**PROBLEM SET**
a - In the forum post on the SEND + MORE = MONEY puzzle, why does the writer state that the three words in the vertical view are meant to be right adjusted?
b - Go on with the forum post on the SEND + MORE = MONEY puzzle from the point where it stops.
[BEGIN QUOTED PASSAGE]
Re: Smarter algo, was Re: 03 digression by brute force

2018-12-15 Thread BlindAnagram
On 15/12/2018 09:56, jf...@ms4.hinet.net wrote:
> Appreciate your thoughtfully analysis on this code. Before generalize it with 
> arbitrary additions, as Peter suggested:-), a recursive version is needed. I 
> may give it a try on this Sunday.
> 
> 
> Avi Gross at 2018/12/15 UTC+8 AM8:13:37 wrote:
>> REAL SUBJECT: Analysis of alternate algorithms.
>>
>> Peter & Jach and anyone interested,
>>
>> As Peter said in his altered subject line, Jack changed directions from 
>> tweaking an algorithm to trying something quite different.
>>
>> Reminder of the problem. 
>>
>> Horizontal View:
>> SEND + MORE = MONEY
>>
>> Vertical View:
>>   SEND
>> +MORE
>> ...
>> MONEY
>>
>> Hard to be precise as I am sticking to plain text in my message. The three 
>> words above are meant to be right adjusted.
>>
>> When solving it horizontally, Jach and I used variants of a brute force 
>> approach. Substitute all possible combinations. He did it in-line and used 
>> eval. I did it by making lists of items on both sides and summing the int()
[END QUOTED PASSAGE]
[BEGIN RECORDED INFORMATION]
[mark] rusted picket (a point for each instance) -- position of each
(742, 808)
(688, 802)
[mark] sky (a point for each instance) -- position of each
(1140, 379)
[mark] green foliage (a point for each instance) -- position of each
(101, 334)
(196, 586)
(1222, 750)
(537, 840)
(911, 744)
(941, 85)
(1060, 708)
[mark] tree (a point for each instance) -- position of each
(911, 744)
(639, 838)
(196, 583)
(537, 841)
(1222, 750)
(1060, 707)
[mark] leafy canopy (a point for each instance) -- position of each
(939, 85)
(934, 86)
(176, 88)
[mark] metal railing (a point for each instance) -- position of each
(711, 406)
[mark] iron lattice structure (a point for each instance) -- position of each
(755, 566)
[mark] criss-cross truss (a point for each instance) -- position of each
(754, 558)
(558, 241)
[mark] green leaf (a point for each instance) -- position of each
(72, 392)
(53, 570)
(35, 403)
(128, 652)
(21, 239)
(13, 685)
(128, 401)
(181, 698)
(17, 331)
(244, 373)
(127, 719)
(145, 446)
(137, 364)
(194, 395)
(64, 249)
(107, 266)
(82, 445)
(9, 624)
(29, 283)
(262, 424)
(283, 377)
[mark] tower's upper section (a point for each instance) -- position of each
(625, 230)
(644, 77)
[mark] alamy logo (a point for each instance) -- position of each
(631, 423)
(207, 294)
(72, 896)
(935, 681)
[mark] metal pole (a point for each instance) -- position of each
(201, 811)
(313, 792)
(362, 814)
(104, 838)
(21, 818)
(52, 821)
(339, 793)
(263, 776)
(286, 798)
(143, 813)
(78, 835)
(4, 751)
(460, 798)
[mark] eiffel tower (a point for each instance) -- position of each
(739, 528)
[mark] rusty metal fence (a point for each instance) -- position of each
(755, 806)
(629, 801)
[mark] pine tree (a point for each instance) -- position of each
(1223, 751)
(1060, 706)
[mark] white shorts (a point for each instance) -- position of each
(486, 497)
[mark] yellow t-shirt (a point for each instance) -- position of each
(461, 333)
[END RECORDED INFORMATION]
**PER-TASK ANSWERS**
a - The writer is using plain text, so the vertical layout cannot be shown precisely. The note clarifies that SEND, MORE and MONEY should be read as aligned on the right.

b -
>> of each component and comparing. We tried both our algorithms and his was 
>> slower and he profiled that the cause was that eval() was much more 
>> expensive as were his use of regular expression functions. For comparison, 
>> mine used int() and string manipulation functions and sets and dictionaries.
>>
>> But the real puzzle is meant to be solved in a more vertical way by humans 
>> using logic. I won't do that here but note we have 4 equations going down 
>> but 8 unknowns. And the equations are not unique.
>>
>> The rightmost column (I will call it the first as our arithmetic proceeds 
>> from right to left) is meant to represent ONES and provides the equation:
>>
>> (D+E== Y) or (D+E == Y + 10)
>>
>> Worse, for the next column, you either get a "1" carried from the previous 
>> addition or not and either pass a "1" along to the next column or not. 4 
>> Possibilities.
>>
>> (N+R==E) or (N+R+1==E) or (N+R==E+10) or (N+R+1==E+10)
>>
>> Getting a headache yet?
>>
>> For a human, they need a way to come up with additional info in terms of 
>> constraints.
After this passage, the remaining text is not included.